* Exercise task
Starting with the line containing "red tomato, locate" and going on through the line containing "[[200, 456]]", express that part of the listing as a two-column CSV with the headers instruction and response. Put each text and the answer that follows it in one row, with each field quoted and line breaks turned into spaces.

* Task input

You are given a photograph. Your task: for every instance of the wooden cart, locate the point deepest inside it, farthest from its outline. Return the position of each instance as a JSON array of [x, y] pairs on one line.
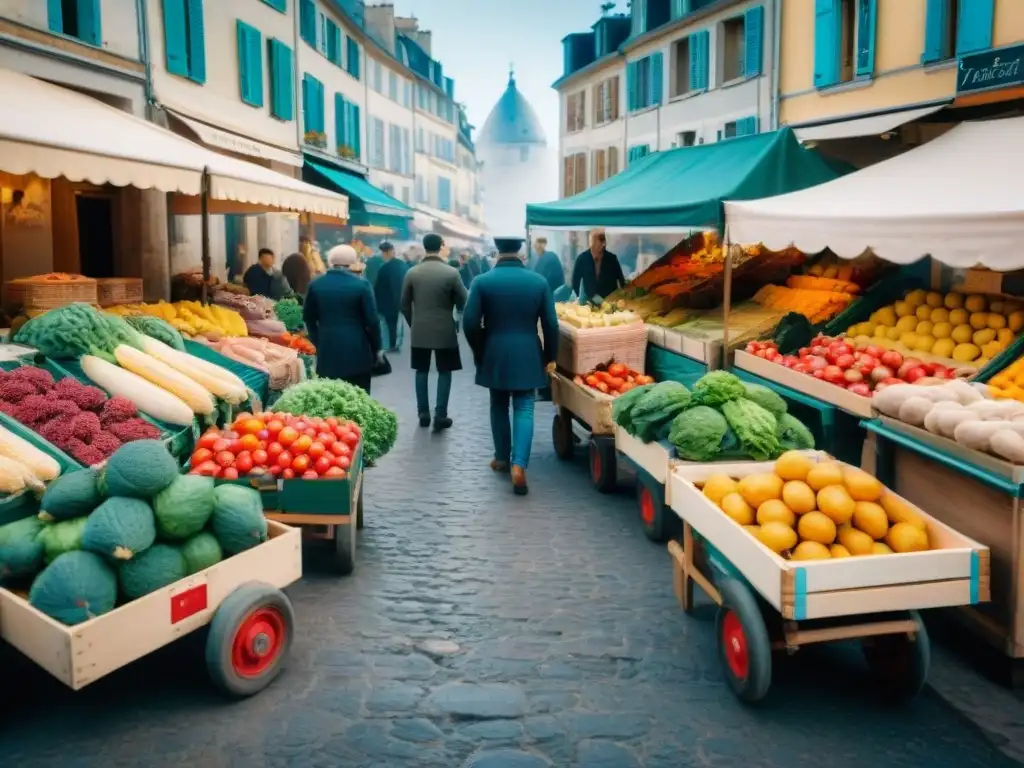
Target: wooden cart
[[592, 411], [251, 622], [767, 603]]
==
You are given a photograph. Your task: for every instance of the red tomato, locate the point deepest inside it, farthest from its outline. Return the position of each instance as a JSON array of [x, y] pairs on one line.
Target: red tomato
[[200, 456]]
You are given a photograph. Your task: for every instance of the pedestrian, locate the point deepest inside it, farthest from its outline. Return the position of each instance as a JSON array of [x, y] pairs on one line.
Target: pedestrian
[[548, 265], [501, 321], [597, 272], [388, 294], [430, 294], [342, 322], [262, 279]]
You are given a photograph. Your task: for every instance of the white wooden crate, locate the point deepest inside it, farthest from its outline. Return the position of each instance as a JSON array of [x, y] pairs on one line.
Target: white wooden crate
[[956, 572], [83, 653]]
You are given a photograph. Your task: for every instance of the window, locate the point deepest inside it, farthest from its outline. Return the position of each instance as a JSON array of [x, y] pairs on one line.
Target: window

* Answer in full
instruction,response
"You are given a photograph. Your task: for every instance of the red tomato, locate the point deepest inside it, farthest from its outline. Return the position of each instance as a JSON array of [x, y] pairs on one line. Target: red tomato","[[200, 456]]"